start Material supplied

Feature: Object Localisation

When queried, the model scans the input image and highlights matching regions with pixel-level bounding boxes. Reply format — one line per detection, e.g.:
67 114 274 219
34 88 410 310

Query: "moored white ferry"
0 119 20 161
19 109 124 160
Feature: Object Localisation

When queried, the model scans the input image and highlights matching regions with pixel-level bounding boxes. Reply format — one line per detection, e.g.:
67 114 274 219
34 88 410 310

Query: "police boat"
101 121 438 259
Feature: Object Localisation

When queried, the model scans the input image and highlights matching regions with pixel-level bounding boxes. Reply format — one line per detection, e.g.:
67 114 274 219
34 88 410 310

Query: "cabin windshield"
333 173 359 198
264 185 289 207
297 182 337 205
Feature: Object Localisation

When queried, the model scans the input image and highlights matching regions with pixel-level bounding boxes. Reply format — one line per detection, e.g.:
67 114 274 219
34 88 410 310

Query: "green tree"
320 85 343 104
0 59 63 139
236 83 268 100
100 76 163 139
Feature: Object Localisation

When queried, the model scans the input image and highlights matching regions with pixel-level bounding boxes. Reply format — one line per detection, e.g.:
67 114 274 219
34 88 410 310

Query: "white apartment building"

end Material supplied

_Short exercise_
Give all of the entries again, word for word.

_Response_
Feature: Object Localisation

When queried, the model scans the input image and highlights matching regions with pixel-level bounding boxes. Reply format — one line per detection, e.g.:
67 114 274 219
34 88 410 310

Query: "moored white ferry"
0 119 20 161
19 109 124 160
Feature: Object Localisation

When queried, the model scans the input image and highlights matching regions with pixel-level bounding boxes. Reply format — one line per detection, e.g.:
67 114 274 219
34 88 410 310

Query: "police boat"
101 121 438 259
Feature: Object Localisation

When queried, the model scans the input image and highlights matching regions with pixel-level bounding boxes. Reply format — one line per detection, e.g.:
67 114 274 219
34 88 410 310

Query: "cabin windshield"
333 173 359 198
264 185 289 207
297 182 337 205
Feature: Object Localisation

When queried, the model scans the input image and highlights matching regions with pixel-level bounding boxes. Reply format — one line per detection, e.g.:
67 114 274 219
34 88 410 310

Query: "green tree"
320 85 343 104
0 59 63 139
236 83 268 100
100 76 163 139
Feature: Object Localisation

When queried, the model scans the input image and highlights matching regions with pixel-level bounding boxes. Reply format — one line per detection, e.g.:
67 114 274 219
34 88 410 310

Query: "white apartment building"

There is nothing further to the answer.